-- start of EXTRACTED RECORDS --

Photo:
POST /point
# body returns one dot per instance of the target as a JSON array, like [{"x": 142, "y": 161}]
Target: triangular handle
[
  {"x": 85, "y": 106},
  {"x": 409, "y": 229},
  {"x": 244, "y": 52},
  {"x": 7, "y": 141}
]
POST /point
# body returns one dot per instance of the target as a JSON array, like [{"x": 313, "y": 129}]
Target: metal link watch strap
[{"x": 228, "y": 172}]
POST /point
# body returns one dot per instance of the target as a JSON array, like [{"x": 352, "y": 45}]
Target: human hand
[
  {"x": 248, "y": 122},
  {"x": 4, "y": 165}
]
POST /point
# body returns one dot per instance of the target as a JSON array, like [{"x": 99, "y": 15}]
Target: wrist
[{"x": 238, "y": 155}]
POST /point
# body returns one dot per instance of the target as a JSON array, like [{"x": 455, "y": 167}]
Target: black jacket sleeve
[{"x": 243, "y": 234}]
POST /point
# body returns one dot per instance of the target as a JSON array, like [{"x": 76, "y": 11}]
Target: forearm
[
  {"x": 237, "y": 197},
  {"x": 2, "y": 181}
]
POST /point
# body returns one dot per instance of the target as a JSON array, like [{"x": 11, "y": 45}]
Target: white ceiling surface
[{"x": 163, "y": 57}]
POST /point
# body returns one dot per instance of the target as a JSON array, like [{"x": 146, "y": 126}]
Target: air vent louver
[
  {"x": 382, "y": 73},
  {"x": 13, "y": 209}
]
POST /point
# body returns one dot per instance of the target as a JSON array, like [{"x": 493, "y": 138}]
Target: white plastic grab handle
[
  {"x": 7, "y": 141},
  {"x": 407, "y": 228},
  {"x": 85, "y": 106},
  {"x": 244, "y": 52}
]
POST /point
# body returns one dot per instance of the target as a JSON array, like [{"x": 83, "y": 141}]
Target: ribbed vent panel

-- end of EXTRACTED RECORDS --
-- start of EXTRACTED RECORDS --

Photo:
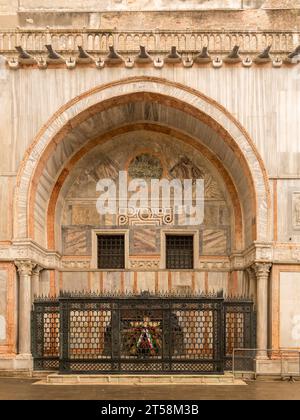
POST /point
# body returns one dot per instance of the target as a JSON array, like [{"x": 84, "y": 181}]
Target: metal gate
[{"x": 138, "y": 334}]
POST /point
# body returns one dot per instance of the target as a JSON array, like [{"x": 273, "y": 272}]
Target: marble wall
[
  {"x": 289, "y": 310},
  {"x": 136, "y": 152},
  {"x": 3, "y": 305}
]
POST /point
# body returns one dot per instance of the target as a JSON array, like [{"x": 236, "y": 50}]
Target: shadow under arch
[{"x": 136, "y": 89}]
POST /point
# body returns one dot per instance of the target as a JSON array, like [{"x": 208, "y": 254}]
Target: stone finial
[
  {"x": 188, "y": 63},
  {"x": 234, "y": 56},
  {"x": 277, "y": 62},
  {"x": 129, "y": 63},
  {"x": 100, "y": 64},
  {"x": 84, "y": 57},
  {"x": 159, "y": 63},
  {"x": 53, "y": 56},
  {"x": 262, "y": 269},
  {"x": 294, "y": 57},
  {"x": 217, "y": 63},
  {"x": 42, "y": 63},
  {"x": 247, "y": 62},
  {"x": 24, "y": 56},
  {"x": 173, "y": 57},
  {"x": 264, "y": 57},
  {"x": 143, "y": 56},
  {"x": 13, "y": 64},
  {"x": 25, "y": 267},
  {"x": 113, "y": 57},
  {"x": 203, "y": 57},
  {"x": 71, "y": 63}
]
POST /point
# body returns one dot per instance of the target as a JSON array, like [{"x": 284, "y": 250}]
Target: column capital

-- end of EXTRACTED RECORDS --

EXERCISE: Which lines in the items above contain the string "vent"? Return each of them in full.

EXERCISE RESPONSE:
Target: air vent louver
Target: ribbed vent panel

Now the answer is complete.